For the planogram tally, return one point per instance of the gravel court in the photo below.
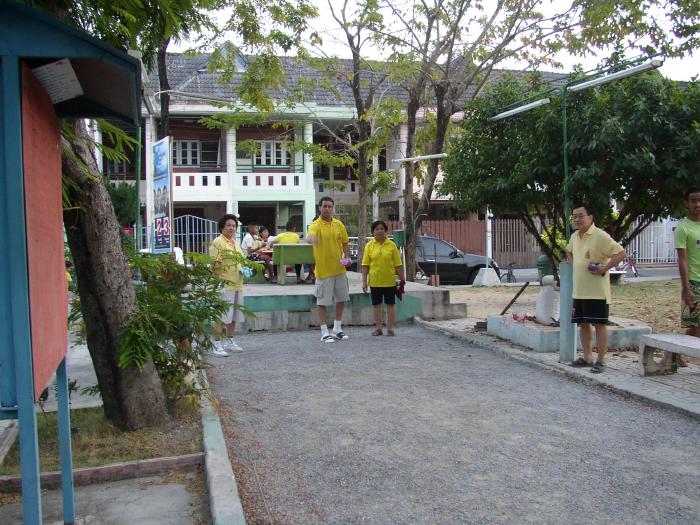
(423, 428)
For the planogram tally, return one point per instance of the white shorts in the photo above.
(335, 287)
(234, 315)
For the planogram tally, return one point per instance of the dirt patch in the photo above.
(656, 303)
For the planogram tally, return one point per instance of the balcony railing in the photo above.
(199, 180)
(247, 167)
(201, 167)
(267, 179)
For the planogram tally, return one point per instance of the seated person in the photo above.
(266, 239)
(290, 237)
(253, 247)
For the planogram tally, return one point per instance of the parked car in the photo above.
(452, 264)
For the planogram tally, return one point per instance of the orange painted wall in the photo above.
(48, 289)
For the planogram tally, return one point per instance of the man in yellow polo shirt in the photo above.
(593, 253)
(330, 240)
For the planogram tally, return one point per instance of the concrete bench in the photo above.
(676, 343)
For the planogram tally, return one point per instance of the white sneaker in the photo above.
(219, 350)
(232, 346)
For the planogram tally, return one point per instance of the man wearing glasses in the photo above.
(592, 253)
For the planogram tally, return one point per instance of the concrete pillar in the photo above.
(310, 200)
(567, 330)
(149, 137)
(375, 197)
(231, 175)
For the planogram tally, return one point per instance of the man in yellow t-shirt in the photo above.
(330, 240)
(593, 253)
(381, 264)
(688, 249)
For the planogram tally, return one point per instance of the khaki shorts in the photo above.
(234, 315)
(690, 318)
(335, 287)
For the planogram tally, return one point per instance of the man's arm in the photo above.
(612, 262)
(401, 273)
(686, 291)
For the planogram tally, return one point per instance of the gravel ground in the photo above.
(421, 428)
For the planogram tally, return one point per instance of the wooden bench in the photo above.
(676, 343)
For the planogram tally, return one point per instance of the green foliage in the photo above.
(177, 308)
(634, 141)
(350, 215)
(124, 200)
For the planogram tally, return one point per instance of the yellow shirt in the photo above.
(331, 235)
(595, 246)
(287, 238)
(221, 250)
(382, 259)
(688, 239)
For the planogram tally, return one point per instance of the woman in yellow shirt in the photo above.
(228, 256)
(381, 263)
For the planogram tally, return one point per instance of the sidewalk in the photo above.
(679, 391)
(162, 493)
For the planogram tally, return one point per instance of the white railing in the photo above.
(194, 234)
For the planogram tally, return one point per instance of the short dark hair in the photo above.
(692, 189)
(378, 223)
(585, 206)
(227, 217)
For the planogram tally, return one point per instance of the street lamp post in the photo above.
(567, 331)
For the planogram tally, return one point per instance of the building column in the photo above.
(310, 201)
(375, 196)
(231, 173)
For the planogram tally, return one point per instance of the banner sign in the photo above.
(162, 198)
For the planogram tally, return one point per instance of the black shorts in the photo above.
(388, 293)
(594, 311)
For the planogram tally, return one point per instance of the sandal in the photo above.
(580, 363)
(597, 367)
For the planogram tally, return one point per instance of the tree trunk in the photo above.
(362, 174)
(132, 398)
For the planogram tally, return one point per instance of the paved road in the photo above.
(422, 428)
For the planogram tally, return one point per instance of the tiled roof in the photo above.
(189, 73)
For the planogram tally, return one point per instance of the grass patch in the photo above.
(97, 442)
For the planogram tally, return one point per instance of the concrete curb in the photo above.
(224, 501)
(112, 472)
(515, 353)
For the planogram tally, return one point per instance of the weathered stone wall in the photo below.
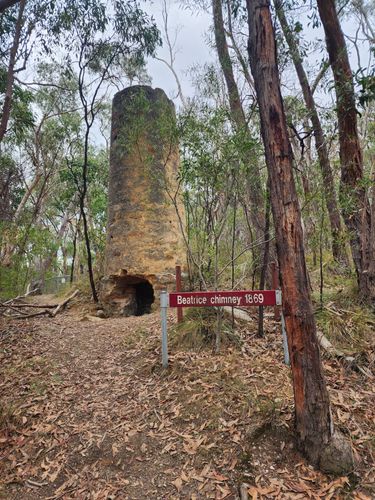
(144, 240)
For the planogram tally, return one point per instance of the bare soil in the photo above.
(87, 413)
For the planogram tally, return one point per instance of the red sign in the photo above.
(243, 298)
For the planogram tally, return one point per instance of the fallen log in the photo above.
(63, 304)
(21, 314)
(38, 306)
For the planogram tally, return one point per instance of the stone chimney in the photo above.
(144, 238)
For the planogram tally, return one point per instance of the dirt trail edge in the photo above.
(87, 412)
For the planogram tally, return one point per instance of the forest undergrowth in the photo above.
(87, 411)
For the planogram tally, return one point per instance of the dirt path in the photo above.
(88, 413)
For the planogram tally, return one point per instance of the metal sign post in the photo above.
(164, 339)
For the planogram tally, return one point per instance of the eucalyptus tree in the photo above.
(338, 248)
(239, 118)
(100, 37)
(314, 427)
(356, 208)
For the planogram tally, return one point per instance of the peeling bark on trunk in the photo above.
(338, 249)
(313, 419)
(7, 105)
(356, 208)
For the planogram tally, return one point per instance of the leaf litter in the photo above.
(87, 412)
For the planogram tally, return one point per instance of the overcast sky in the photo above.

= = =

Leave out the pictures and give the rest of the records again exactly.

For the planogram tally, return one point per instance of the gravel court in the photo below.
(423, 428)
For the planogram tally, return one point per instance of the white shorts in the photo above.
(335, 287)
(234, 315)
For the planogram tally, return one point per instance of the dirt patch in the photo above.
(656, 303)
For the planogram tally, return one point per instance of the balcony railing in the photo above.
(199, 180)
(247, 167)
(201, 167)
(267, 179)
For the planogram tally, return one point per instance of the seated person in the photo above.
(266, 239)
(290, 237)
(253, 247)
For the planogram tally, return one point per instance of the parked car in the photo above.
(452, 264)
For the planogram tally, return one point per instance of the orange painted wall in the photo above.
(48, 289)
For the planogram tally, return one point per instance of the man in yellow polo shirt in the photo above.
(593, 253)
(330, 240)
For the planogram tally, return one point per instance of the concrete bench in the photo above.
(676, 343)
For the planogram tally, return one point per instance of the white sneaker in the photo above.
(219, 350)
(232, 346)
For the planogram tally, return one point per instance of the man wearing glasses in the photo above.
(592, 253)
For the planogram tally, return one point per instance of the concrete pillar in the photo above.
(310, 200)
(567, 330)
(149, 137)
(375, 197)
(231, 175)
For the planogram tally, return one point per instance of the man in yellow t-shirt in the photo above.
(330, 240)
(593, 253)
(381, 264)
(688, 249)
For the planogram tally, return one point per instance of the khaki shorts in the photo above.
(234, 315)
(690, 318)
(335, 287)
For the planogram tally, return one point per instance of the man's arm in the photo above.
(612, 262)
(401, 273)
(686, 291)
For the planogram tally, return one point per instance of the gravel ground in the photo above.
(421, 428)
For the planogram tally, return one point per instance of the wooden bench in the photo above.
(676, 343)
For the planogram tally, return one point per instance of the green foliage in the photo above.
(177, 308)
(634, 141)
(350, 215)
(124, 200)
For the planogram tally, return one point per instance of the yellow shirt in the photo above.
(331, 235)
(595, 246)
(287, 238)
(221, 250)
(382, 259)
(688, 239)
For the planogram tally, return one point per instance of the woman in yellow shirt in the photo above.
(228, 256)
(381, 263)
For the planogram tally, return one point per instance of the sidewalk in the photo above.
(679, 391)
(162, 493)
For the planogram tally, return one point per instance of the white railing in the photo above.
(194, 234)
For the planogram tally, return one point per instance of the short dark hair in the photo above.
(692, 189)
(378, 223)
(585, 206)
(227, 217)
For the planogram tally, return one point per instance of the street lamp post in the photo above.
(567, 331)
For the planogram tally, return one point per instance of the building column in the photo above.
(310, 201)
(375, 196)
(231, 173)
For the planogram tally, return one point per instance of the banner sign in the photo above.
(162, 198)
For the planogram tally, return one point per instance of the black shorts in the photo above.
(388, 293)
(594, 311)
For the planogram tally, return one point per instance of the sandal in the photo above.
(580, 363)
(597, 367)
For the planogram tally, return one point per instance of the tree trunk in the photo above.
(362, 174)
(132, 398)
For the planogram tally, return one point per instance of the paved road in the photo above.
(422, 428)
For the planogram tally, return one point per instance of the tiled roof in the photo above.
(189, 73)
For the planogram tally, return one point per instance of the grass patch in the photo above.
(97, 442)
For the planogram tally, return one point per instance of the concrete curb in the photo above.
(224, 501)
(112, 472)
(515, 353)
For the planogram tally, return one point per instance of the weathered stone wall in the photo below.
(144, 240)
For the planogram tally, return one point per instance of the bare soil in the photo above.
(87, 413)
For the planogram tally, return one point per instance of the red sign in the photo above.
(243, 298)
For the planogram tally, return one point per instance of the fallen log in the photo above.
(63, 304)
(21, 314)
(38, 306)
For the planogram tally, return one point per instance of the stone chimney in the photo above.
(144, 238)
For the planogram tally, return one point per instance of the dirt trail edge in the photo above.
(87, 412)
For the planogram tally, return one point per instance of the forest undergrowth in the photo above.
(87, 411)
For the planogram tally, return one point per instance of the dirt path in the photo above.
(88, 413)
For the planogram tally, return one point per instance of the metal sign post in the photo above.
(164, 339)
For the planogram tally, return one point per instance of the eucalyptus tree in the photo above.
(338, 248)
(239, 118)
(100, 37)
(314, 427)
(356, 208)
For the planogram tally, return one point per instance of the peeling bark on trunk in the photo above.
(338, 249)
(313, 419)
(7, 105)
(356, 208)
For the planogram tally, return one point per instance of the leaf litter in the photo above.
(87, 412)
For the planogram tally, return one point per instance of the overcast sky in the photo above.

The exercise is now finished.